> _Task statement_: Every line of the records below that holds the word "MUST" should be copied out.

> _Provided information_:
——————————

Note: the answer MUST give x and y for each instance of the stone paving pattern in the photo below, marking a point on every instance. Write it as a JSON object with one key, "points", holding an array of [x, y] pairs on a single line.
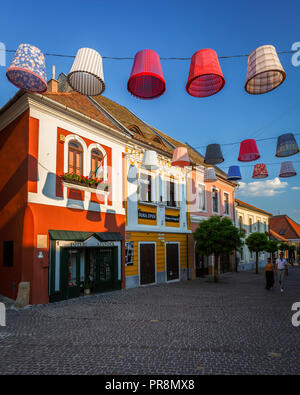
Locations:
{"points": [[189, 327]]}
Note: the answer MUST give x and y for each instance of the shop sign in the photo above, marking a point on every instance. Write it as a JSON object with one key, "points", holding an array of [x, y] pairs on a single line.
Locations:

——————————

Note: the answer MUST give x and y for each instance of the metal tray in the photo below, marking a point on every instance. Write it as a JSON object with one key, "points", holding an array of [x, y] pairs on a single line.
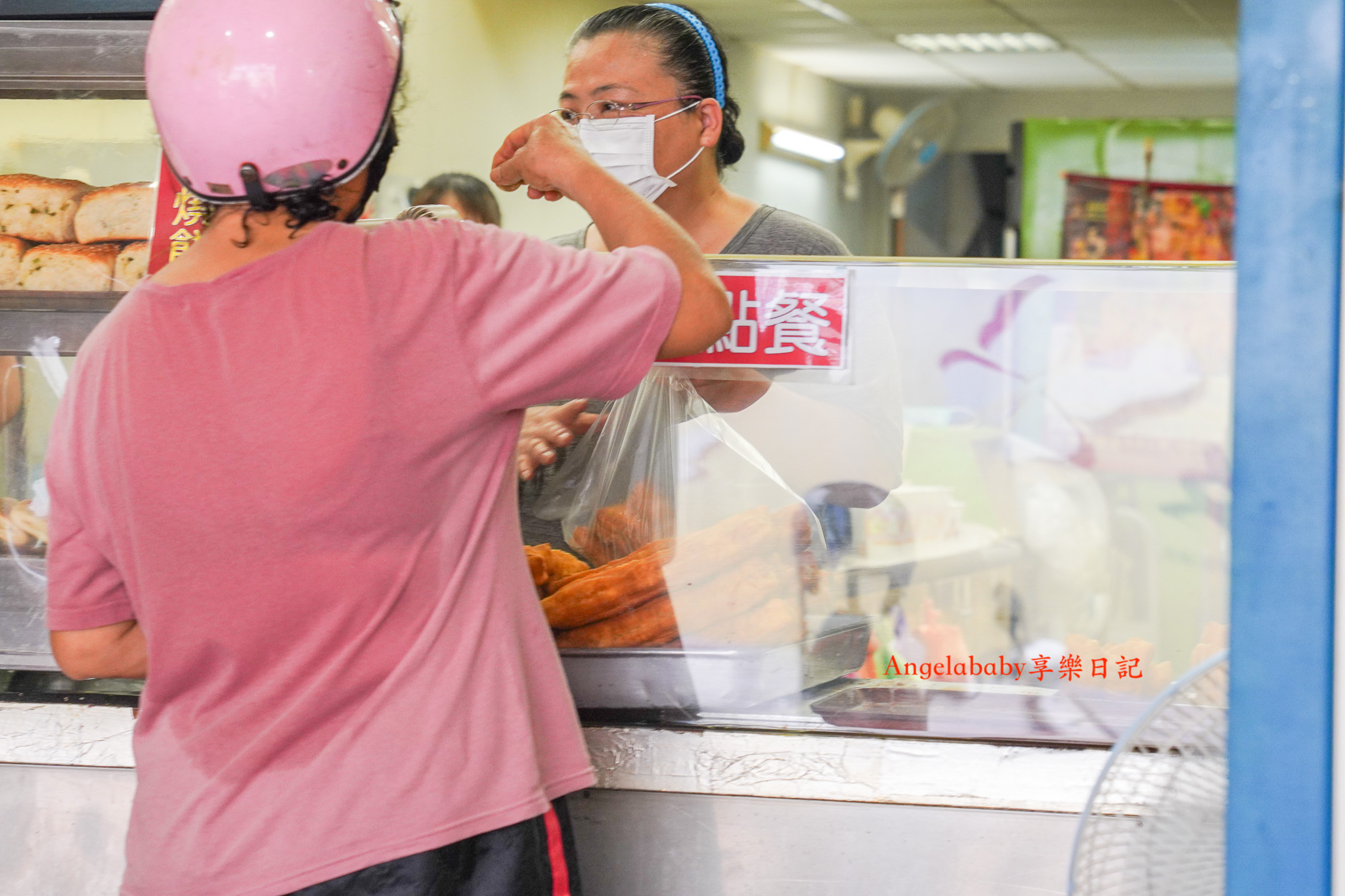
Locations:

——————————

> _Written solution_:
Note: the answer MUST give x and y for each instance of the stone paving pattern in the photo below, marking a point on every instance. Write it as a JSON object with one key, "points", holding an array of [x, y] pairs on a single line.
Note: the answer MUST give x and y for each instance of the shop sign in the photo above, marking a point on every instance. Write it as a JSON object with one key, "points", holding an array of [x, y] pairs on a single line.
Note: the answer MUST give x and y for each instance of the metal tray in the photo below, marking a point on every instance. Write it as a JSON object with one key, "points", holding an array of [x, y] pairs on a single line.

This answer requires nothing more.